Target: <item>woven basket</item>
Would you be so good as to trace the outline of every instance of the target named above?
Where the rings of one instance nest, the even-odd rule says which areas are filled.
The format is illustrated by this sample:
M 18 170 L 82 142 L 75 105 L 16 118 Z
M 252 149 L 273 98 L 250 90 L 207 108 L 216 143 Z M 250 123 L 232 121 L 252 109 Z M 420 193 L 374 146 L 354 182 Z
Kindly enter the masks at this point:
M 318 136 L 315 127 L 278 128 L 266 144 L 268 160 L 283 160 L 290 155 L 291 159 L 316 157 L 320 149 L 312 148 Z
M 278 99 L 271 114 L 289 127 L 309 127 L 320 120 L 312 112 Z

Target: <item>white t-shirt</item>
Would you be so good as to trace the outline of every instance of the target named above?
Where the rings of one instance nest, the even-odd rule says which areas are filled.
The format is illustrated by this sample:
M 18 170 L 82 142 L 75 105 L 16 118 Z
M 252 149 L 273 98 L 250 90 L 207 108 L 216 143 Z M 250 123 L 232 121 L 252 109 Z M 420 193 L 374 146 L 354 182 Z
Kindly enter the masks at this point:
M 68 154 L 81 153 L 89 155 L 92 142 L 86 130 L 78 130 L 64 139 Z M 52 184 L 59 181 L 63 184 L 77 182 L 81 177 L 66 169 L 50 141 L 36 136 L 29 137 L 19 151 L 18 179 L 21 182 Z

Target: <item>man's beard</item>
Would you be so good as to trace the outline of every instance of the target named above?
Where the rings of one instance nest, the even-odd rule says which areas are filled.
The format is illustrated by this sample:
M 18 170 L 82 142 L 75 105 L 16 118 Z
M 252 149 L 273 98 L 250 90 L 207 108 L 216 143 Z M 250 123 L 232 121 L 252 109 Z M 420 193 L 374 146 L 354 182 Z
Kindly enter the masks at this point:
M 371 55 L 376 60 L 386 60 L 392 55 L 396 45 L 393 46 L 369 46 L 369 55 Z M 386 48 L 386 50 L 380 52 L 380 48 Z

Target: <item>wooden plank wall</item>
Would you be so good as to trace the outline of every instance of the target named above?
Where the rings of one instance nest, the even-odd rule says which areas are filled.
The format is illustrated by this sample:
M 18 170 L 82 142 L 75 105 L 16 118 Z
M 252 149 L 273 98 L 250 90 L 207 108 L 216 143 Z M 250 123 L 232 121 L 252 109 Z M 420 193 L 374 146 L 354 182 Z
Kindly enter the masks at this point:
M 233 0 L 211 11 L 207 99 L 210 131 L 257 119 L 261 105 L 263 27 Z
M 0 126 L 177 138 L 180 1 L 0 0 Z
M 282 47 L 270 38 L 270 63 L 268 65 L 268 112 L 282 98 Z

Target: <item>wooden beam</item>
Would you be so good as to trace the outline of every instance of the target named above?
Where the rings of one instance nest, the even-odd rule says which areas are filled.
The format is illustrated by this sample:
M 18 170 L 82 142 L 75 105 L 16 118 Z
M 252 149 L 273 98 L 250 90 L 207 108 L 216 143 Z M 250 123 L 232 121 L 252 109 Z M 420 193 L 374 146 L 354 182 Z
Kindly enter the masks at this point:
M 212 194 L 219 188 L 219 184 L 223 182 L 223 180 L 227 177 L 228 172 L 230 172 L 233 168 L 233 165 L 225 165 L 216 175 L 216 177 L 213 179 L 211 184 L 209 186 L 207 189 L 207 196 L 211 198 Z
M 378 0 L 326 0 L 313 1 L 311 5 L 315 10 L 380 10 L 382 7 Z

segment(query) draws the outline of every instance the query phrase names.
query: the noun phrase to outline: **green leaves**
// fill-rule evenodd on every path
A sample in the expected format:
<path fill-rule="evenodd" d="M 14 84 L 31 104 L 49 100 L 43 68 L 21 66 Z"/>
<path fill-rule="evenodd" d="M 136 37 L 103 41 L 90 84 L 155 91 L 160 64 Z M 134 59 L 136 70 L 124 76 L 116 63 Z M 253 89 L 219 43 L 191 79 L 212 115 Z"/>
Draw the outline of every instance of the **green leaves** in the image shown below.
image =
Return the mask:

- - - - - - -

## YOUR GOAL
Copy every line of the records above word for word, changing nothing.

## OUTPUT FOR THIS TASK
Target: <item>woven basket</item>
Would you be so good as to trace the outline of every instance of the target named above?
Where the rings of one instance nest, the even-odd rule says which areas are filled.
The format is illustrated by this sample:
M 18 170 L 82 142 L 75 105 L 16 118 Z
M 252 149 L 273 98 L 250 90 L 207 108 L 216 143 Z M 250 123 L 232 121 L 252 109 Z M 420 193 L 374 146 L 354 182 Z
Kindly enter the masks at this point:
M 318 136 L 315 127 L 278 128 L 266 144 L 268 160 L 283 160 L 290 155 L 291 159 L 316 157 L 320 149 L 312 148 Z
M 278 99 L 271 114 L 289 127 L 309 127 L 320 120 L 312 112 Z

Target: <item>white t-shirt</item>
Would you be so good as to trace the outline of every instance of the target named above?
Where the rings of one instance nest, the even-odd rule says which areas are filled.
The format is illustrated by this sample:
M 18 170 L 82 142 L 75 105 L 16 118 Z
M 252 149 L 273 98 L 250 90 L 207 108 L 216 143 Z M 250 123 L 232 121 L 252 109 Z M 420 193 L 374 146 L 354 182 Z
Kindly enter the masks at this point:
M 68 154 L 81 153 L 89 155 L 92 142 L 86 130 L 78 130 L 64 139 Z M 52 184 L 59 181 L 63 184 L 77 182 L 81 177 L 66 169 L 50 141 L 36 136 L 29 137 L 19 151 L 18 179 L 21 182 Z

Target: <item>man's beard</item>
Would you be so good as to trace the outline of every instance of the target named above?
Where the rings of one instance nest, the even-odd rule says which areas are filled.
The format is illustrated by this sample:
M 18 170 L 82 142 L 75 105 L 16 118 Z
M 252 149 L 273 98 L 250 90 L 207 108 L 216 143 Z M 250 123 L 232 121 L 252 109 Z M 420 193 L 374 146 L 354 182 Z
Kindly enter the masks at this point:
M 371 55 L 376 60 L 386 60 L 392 55 L 396 45 L 393 46 L 369 46 L 369 55 Z M 386 48 L 386 50 L 380 52 L 380 48 Z

Target: <item>wooden plank wall</item>
Would you be so good as to trace the outline of every instance of the target named above?
Where the rings of one instance nest, the even-odd rule says which areas are filled.
The format is illustrated by this sample:
M 18 170 L 82 142 L 75 105 L 16 118 Z
M 252 149 L 273 98 L 250 90 L 207 108 L 216 143 Z M 250 123 L 232 121 L 252 109 Z M 420 193 L 374 146 L 354 182 Z
Kindly enter the masks at this point:
M 233 0 L 211 11 L 207 99 L 210 131 L 257 119 L 261 105 L 263 27 Z
M 0 126 L 177 138 L 180 1 L 0 0 Z
M 282 47 L 270 38 L 270 63 L 268 65 L 268 112 L 282 98 Z

Target: <item>wooden beam</item>
Would you be so good as to trace the outline of every instance of the target named above?
Where the rings of one instance nest, the even-odd rule says which areas are filled.
The format is illustrated by this sample:
M 18 170 L 82 142 L 75 105 L 16 118 Z
M 252 149 L 273 98 L 250 90 L 207 108 L 216 143 Z M 250 123 L 232 121 L 252 109 Z M 420 193 L 374 146 L 354 182 Z
Kindly enter the masks at this point:
M 212 194 L 219 188 L 219 184 L 223 182 L 223 180 L 227 177 L 228 172 L 230 172 L 233 168 L 233 165 L 225 165 L 216 175 L 216 177 L 213 179 L 211 184 L 209 186 L 207 189 L 207 196 L 211 198 Z
M 378 0 L 326 0 L 313 1 L 311 5 L 315 10 L 380 10 L 382 7 Z

segment(query) draws the outline of every instance the query phrase names.
query: the noun phrase to outline: **green leaves**
// fill-rule evenodd on every path
A sample in the expected format:
<path fill-rule="evenodd" d="M 14 84 L 31 104 L 49 100 L 43 68 L 21 66 Z"/>
<path fill-rule="evenodd" d="M 136 37 L 103 41 L 90 84 L 155 91 L 160 64 Z M 134 59 L 136 70 L 124 76 L 116 63 Z M 253 89 L 219 43 L 191 79 L 212 115 Z"/>
Draw the outline of every instance of the **green leaves** in the image shown below.
image =
Return the mask:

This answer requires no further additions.